Do this: For each statement below, say yes or no depending on whether the text about T.S. Eliot and Emily Hale agrees, and quote the words from it that settle the answer. 1. Emily Hale's father was both an architect and a minister. 2. Eliot's letters to Emily Hale stopped when he married Valerie Fletcher. 3. The poem "Burnt Norton" refers directly to Emily Hale.

Among T.S. Eliot’s friendships, the longest-lived attachment to a woman was his connection with Emily Hale (daughter of a Bostonian architect who was also a minister), which began when he was a student at Harvard. Miss Hale (1891–1969) became a teacher of speech and drama, and the pair met during the 1930s in America and England. For decades, Eliot wrote to the lady often and regularly; but the correspondence ended in the late 1950s, when he married Valerie Fletcher. Miss Hale gave her friend’s letters to Princeton University, stipulating that they remain sealed until the year 2020.

In a new account of Eliot’s career as a poet, Ronald Bush offers some piquant reflections on the correspondence:

[These letters] were undoubtedly full of pointed silences. The letters, however, also must have resonated with that special kind of indulgent tenderness that two people assume when they can be attentive without deception. Yet that kind of tenderness has its dangers. For someone suffering the pains of a marriage like Eliot’s, the mannered intimacy of such letters can come to acquire the allure of a fantom that seems to need only a little extra attention to make it come alive. That feeling or something like it seems to have impressed itself on Eliot after he broke with Vivien in America. [P. 185]

Bush says that Emily Hale’s meetings with Eliot during the years 1932–1935 forced him to “confront one of his most firmly repressed wishes…. [She] beckoned him to start over again, and the thought intoxicated him” (pp. 185–186). Bush reminds us that the couple visited Burnt Norton together; and he then examines the poem “Burnt Norton” as a meditation on the longings aroused in the poet by the moments in the deserted garden.

Obviously, that garden seemed to Eliot a poignant symbol of the life he had missed; the title asks us to make the bridge. For those who have learned about the presence of Emily Hale in the scene, it is hard to exclude her from the story of the making of the poem. But nowhere in the verses do we meet the least allusion to the lady or the least need to think of her.

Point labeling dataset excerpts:
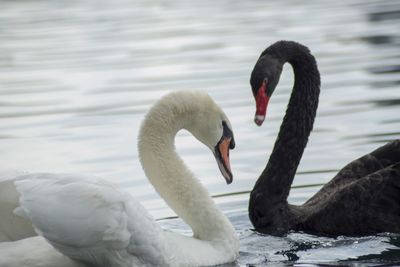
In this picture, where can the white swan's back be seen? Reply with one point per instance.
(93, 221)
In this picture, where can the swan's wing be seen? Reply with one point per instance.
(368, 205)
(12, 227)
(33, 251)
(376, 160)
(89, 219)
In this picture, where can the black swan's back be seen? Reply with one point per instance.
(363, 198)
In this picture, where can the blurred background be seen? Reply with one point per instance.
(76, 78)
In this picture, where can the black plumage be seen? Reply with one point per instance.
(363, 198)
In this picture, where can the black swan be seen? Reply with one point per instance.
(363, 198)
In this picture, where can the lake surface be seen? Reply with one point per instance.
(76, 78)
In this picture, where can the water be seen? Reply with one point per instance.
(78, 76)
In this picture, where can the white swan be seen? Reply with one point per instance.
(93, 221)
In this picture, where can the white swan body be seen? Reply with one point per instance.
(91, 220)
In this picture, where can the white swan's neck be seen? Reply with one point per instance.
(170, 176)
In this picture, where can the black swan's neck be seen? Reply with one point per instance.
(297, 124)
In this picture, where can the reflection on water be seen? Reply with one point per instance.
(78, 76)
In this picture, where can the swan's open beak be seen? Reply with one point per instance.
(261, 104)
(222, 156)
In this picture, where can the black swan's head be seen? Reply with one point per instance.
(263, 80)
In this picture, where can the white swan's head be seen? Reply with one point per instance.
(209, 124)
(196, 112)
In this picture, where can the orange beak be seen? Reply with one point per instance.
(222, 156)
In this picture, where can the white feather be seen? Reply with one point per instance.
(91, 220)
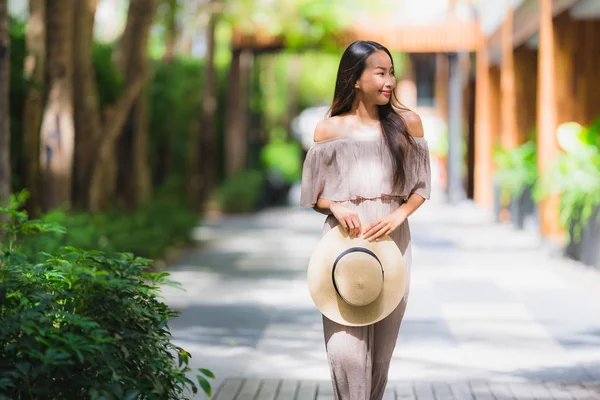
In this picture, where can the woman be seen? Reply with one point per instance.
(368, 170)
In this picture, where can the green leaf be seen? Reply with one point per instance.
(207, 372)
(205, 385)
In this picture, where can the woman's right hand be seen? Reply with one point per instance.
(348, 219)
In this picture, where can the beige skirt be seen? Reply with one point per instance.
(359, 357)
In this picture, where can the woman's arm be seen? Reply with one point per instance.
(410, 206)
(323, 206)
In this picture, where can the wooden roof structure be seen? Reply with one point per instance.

The solution:
1. Yes: "daughter of a Bostonian architect who was also a minister"
2. Yes: "the correspondence ended in the late 1950s, when he married Valerie Fletcher"
3. No: "nowhere in the verses do we meet the least allusion to the lady or the least need to think of her"